> **Supplied material**
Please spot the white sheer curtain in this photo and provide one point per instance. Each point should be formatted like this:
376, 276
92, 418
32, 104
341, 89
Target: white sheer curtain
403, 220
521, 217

> **Task to complete**
Give the material above back in full, exactly as written.

> **Response**
Please spot the white sheer curtain in this photo and provide one point per instance. Each point should be formatted like this:
376, 276
92, 418
32, 104
341, 89
Target: white sheer curtain
403, 220
521, 217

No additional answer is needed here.